(ACTIVITY)
Retype every record exactly as it appears.
+++ TASK INPUT +++
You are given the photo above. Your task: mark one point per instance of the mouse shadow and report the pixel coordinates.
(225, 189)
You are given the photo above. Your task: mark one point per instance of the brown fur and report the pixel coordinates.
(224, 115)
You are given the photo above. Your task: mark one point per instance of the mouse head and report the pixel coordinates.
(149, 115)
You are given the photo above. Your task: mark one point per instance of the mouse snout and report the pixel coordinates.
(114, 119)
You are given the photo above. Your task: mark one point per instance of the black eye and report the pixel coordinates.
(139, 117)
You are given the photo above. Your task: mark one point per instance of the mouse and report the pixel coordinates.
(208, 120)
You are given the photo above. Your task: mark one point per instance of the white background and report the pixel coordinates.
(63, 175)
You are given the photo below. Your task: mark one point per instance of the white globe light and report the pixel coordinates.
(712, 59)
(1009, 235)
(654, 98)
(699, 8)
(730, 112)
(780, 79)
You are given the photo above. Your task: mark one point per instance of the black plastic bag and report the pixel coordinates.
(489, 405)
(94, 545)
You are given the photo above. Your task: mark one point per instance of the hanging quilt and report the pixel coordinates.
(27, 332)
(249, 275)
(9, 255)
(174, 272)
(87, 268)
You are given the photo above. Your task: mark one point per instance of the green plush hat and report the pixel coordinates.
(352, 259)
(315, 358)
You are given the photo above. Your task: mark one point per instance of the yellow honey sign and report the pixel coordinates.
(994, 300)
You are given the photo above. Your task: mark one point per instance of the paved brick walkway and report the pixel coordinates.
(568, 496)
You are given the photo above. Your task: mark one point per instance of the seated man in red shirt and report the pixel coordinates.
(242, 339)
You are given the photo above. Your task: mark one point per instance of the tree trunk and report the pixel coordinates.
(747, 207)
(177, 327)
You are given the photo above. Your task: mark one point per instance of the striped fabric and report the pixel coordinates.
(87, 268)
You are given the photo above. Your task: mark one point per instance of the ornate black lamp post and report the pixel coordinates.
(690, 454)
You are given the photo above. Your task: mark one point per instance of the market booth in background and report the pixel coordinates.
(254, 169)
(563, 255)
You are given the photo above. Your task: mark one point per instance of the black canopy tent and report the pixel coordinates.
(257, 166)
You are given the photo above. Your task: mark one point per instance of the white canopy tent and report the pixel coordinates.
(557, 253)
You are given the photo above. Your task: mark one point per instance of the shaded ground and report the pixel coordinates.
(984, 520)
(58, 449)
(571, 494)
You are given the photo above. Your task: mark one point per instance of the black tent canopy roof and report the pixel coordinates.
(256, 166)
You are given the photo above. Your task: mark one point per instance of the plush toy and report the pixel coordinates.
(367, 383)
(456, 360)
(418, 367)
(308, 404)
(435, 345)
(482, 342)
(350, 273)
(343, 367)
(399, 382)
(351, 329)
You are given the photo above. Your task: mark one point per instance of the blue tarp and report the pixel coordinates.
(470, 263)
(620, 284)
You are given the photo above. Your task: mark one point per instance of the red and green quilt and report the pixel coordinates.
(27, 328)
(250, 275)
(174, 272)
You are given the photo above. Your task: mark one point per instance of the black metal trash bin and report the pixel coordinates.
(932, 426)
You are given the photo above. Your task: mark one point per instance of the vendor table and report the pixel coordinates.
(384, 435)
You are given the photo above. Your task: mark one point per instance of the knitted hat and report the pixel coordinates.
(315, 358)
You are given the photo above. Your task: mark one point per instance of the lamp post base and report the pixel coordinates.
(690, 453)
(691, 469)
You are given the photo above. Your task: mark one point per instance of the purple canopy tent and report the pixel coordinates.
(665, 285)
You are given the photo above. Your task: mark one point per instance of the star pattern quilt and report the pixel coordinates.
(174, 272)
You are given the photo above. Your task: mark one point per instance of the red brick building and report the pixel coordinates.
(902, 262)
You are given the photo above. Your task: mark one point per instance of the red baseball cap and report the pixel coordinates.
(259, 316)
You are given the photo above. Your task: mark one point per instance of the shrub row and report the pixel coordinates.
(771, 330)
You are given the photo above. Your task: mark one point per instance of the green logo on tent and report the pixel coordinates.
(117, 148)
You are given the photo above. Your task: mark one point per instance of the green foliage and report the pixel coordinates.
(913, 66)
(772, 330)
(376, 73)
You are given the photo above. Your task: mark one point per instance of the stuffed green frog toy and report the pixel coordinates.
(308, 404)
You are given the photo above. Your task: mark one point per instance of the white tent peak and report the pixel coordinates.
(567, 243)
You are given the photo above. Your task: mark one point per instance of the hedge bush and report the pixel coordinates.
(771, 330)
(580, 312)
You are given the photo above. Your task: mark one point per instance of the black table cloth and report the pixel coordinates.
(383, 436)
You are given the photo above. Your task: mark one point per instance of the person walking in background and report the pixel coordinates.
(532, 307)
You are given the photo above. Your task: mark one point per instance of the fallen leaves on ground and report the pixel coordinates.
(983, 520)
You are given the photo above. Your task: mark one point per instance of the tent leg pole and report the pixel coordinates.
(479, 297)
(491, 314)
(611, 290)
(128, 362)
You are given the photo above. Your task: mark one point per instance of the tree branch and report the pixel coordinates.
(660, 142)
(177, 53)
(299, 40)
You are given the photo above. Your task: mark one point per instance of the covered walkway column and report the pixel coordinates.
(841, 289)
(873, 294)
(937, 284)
+++
(EXERCISE RESPONSE)
You are given the photo above. Your task: mark one point per instance of the mouse shadow and report the pixel coordinates.
(225, 189)
You are given the photo above. Your task: mark one point per instance of the brown fur and report the pixel coordinates.
(224, 115)
You are given the photo above. Your task: mark one point per instance of the mouse head and report the pixel coordinates.
(149, 115)
You are given the photo above. Your task: mark one point per instance of the mouse snout and report the pixel coordinates.
(114, 119)
You are given the photo above. Your task: mark one point per instance of the black eye and report the pixel coordinates.
(139, 117)
You are given the photo above. Your task: mark one point per instance of the mouse and report the pixel coordinates.
(208, 120)
You are given the photo above. Your task: mark one point per instance of the white background and report the pixel coordinates.
(63, 175)
You are given the photo below. Your task: mark one point per instance of the white globe light and report the pixel coordinates.
(712, 59)
(1009, 235)
(654, 98)
(699, 8)
(730, 112)
(780, 79)
You are given the photo above. Your task: mark one point per instance of the black plastic bag and report the pixel coordinates.
(489, 405)
(94, 545)
You are given the photo above. Your task: mark one point per instance of the hanging quilt and report the pixel coordinates.
(27, 332)
(249, 275)
(9, 255)
(174, 272)
(87, 268)
You are given the photo above. Your task: mark one point per instance of the green plush hat and report the pixel coordinates.
(352, 259)
(315, 358)
You are given the photo above. Your task: mark one point per instance of the yellow honey sign and report the pixel coordinates.
(994, 300)
You are given the photo above. Your task: mark one point per instance of the paved brick walkway and report the pixel coordinates.
(568, 496)
You are given the photo above. Your task: mark one point per instance of the seated man in red shirt and report the pixel coordinates.
(242, 339)
You are given the photo above. Your task: mark one point per instance of the tree trunk and report the pixel coordinates.
(747, 207)
(177, 327)
You are given the photo above. Your task: mark one point per instance of the striped fabric and report the pixel coordinates.
(87, 268)
You are given the photo above. Your task: mark one point per instance of the ornate black lamp post and report the pixel coordinates.
(690, 454)
You are given the photo above. Your task: mark one point per instance of the market booth in background and report the pixel coordinates.
(254, 169)
(563, 255)
You are given the photo above. Your task: mark one point per instance of the black canopy tent and report the pixel coordinates.
(257, 166)
You are given the photo above. Your task: mark one point per instance of the white canopy tent and report the pixel coordinates.
(557, 253)
You are given the photo above. Your task: mark one point per instance of the shaded ground and report the pixel coordinates.
(984, 520)
(58, 449)
(571, 494)
You are given the photo above. Your task: mark one point per instance of the black tent canopy roof and report the pixel coordinates.
(256, 166)
You are given the photo above. Your task: mark one point per instance of the plush toy and report the pixel coordinates.
(367, 383)
(456, 360)
(418, 367)
(308, 404)
(435, 345)
(482, 342)
(350, 273)
(343, 367)
(399, 382)
(351, 329)
You are given the photo above. Your task: mark one point per instance of the blue tarp and report the pixel coordinates.
(470, 263)
(620, 284)
You are given the photo above. Your task: mark one point per instance of the red and green quilt and report the pixel coordinates.
(27, 328)
(250, 275)
(174, 272)
You are given the photo above. Your task: mark one point per instance of the black metal trash bin and report the pixel coordinates.
(932, 426)
You are given the photo above. Your task: mark one point per instance of the vendor table and report the pixel coordinates.
(384, 435)
You are given the photo above. Your task: mark one point per instance of the knitted hat and report the pixel coordinates.
(315, 358)
You are given the photo above. Your task: mark one point per instance of the lamp post base and report the pixel coordinates.
(690, 453)
(691, 469)
You are given the photo above. Your task: mark one point per instance of the purple canopy tent and report the pixel coordinates.
(665, 285)
You are given the photo above. Your task: mark one point per instance of the star pattern quilt and report the pixel coordinates.
(174, 272)
You are given the photo above. Your task: mark one point per instance of the red brick building and report the pixel coordinates.
(902, 262)
You are given the photo above. Your task: mark one point per instance of the red baseball cap and report the pixel coordinates.
(259, 316)
You are given the photo above. Your task: mark one point per instance of the shrub row and report the pixel coordinates.
(771, 330)
You are given the photo above. Your task: mark one point per instance of the green logo on tent and report the pixel coordinates.
(117, 148)
You are given the photo above. Your task: mark one point per instance of the green foliage and report the pixel coordinates.
(913, 66)
(772, 330)
(376, 73)
You are given the photo above. Your task: mark one point per instance of the stuffed green frog toy and report the pixel coordinates.
(308, 404)
You are given the photo above. Your task: mark one point per instance of the white tent peak and report the pixel coordinates.
(567, 243)
You are given the photo above. Your task: mark one point per instance of the hedge bush and report the pixel coordinates.
(771, 330)
(580, 312)
You are given the photo above. Your task: mark one point per instance of the black table cloth and report the pixel coordinates.
(383, 436)
You are given the photo above. Your task: mark one point per instance of the person walking in background and report the pixel coordinates.
(532, 307)
You are given the photo above. Your task: mark one point per instance of the fallen leaves on ground and report the pixel coordinates.
(983, 520)
You are given the photo above. Your task: mark one point per instance of the tent leg pole and report the pixel coordinates.
(479, 297)
(491, 314)
(611, 290)
(128, 362)
You are given the photo above. Your task: mark one point per instance of the tree branch and report the pixel coordinates.
(660, 142)
(177, 53)
(299, 40)
You are given the photo above. Your task: mark one point per instance of the covered walkway column and report the pixel coordinates.
(841, 289)
(873, 294)
(937, 284)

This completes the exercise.